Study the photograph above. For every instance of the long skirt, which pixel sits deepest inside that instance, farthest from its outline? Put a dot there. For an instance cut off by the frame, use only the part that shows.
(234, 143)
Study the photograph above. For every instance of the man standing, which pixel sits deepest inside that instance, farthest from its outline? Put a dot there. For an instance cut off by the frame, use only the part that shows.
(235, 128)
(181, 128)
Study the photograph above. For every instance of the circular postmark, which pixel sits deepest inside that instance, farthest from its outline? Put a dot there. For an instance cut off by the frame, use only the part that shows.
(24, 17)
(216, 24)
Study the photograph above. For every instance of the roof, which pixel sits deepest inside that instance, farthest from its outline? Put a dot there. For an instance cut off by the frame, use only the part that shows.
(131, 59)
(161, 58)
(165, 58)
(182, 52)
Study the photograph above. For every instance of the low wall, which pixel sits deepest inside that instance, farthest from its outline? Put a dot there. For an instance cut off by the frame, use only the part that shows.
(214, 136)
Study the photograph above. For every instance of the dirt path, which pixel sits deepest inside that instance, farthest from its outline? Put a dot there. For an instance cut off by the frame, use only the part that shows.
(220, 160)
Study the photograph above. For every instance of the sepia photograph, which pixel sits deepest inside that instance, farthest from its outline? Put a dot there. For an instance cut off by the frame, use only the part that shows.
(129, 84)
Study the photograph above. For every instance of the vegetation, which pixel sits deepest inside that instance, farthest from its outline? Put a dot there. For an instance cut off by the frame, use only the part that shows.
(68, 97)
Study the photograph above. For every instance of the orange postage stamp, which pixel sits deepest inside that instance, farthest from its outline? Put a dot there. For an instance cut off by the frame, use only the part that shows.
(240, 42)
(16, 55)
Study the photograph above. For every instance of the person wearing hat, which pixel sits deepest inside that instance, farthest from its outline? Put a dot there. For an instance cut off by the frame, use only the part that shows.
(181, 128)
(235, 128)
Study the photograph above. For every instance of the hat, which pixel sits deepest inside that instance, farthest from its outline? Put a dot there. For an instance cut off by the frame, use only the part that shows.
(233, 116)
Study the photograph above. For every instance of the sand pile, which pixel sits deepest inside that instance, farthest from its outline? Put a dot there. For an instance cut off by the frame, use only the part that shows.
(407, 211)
- - - - -
◆ Work item ◆
Every line above must be repeated exactly as it appears.

◆ Response to this task ◆
Study the photograph above. For every instance of the long skirt, which pixel sits deepest inside that instance, farthest from its outline? Put a dot there. For an instance cut off by the frame, use only the part that shows.
(234, 143)
Study the photograph above. For every instance of the man standing, which pixel sits deepest inside that instance, farthest from its outline? Put a dot there. For an instance cut off by the frame, use only the part that shows.
(235, 128)
(181, 128)
Study the photograph above. For every instance of the circular postmark, which pixel sits deepest inside that instance, farthest from its outline? Put a dot there. For an instance cut off by the frame, use only the part that shows.
(24, 17)
(216, 24)
Study the photograph above. For every instance of the roof, which pixel sits deepest inside that instance, farthest from its outline? Put a dot there. For an instance cut off by the frame, use only the part that shows.
(131, 59)
(161, 58)
(165, 58)
(182, 52)
Study the photograph above. For every instance of the low wall, which pixel sits deepest inside that instance, farthest from its outline? Put a dot there. For an instance cut off by the frame, use only the part that shows.
(214, 136)
Study the photograph above. For every instance of the dirt path, which pixel sits deepest inside that instance, farthest from its outline? Put a dot there. For an instance cut off by the frame, use only the part that shows.
(220, 160)
Study the photograph above. For every instance of the sepia photograph, which pixel sits deepest inside that instance, farthest from its outline? Put a dot there. For an instance cut off by the frame, use only the part that shows.
(129, 84)
Study the photograph above. For every instance of the vegetation, which pixel sits deepest inside that instance, farthest from its outline? Put a dot there. For an instance cut off by the frame, use only the part that shows.
(68, 97)
Study the photograph above. For every instance of the orange postage stamp, which pixel sits deepest inside that instance, farthest from its outline? Put a dot there. For an instance cut off by the frame, use only the part that shows.
(240, 42)
(16, 55)
Study the photograph above. For every instance of the person wearing hat, which pixel sits deepest inside that instance, farthest from its outline? Put a dot there. For an instance cut off by the frame, use only the part that shows.
(181, 128)
(235, 128)
Study the photograph above. For every instance of the hat, which pixel sits deepest inside that instance, farthest from its outline? Put a dot there. For an instance cut off by the frame, use only the part that shows.
(233, 116)
Study the photograph above. For every instance of the sand pile, which pixel sits deepest inside that instance, farthest from its outline? Put a dot there. For an instance cut off by the frame, use only the part that shows.
(407, 211)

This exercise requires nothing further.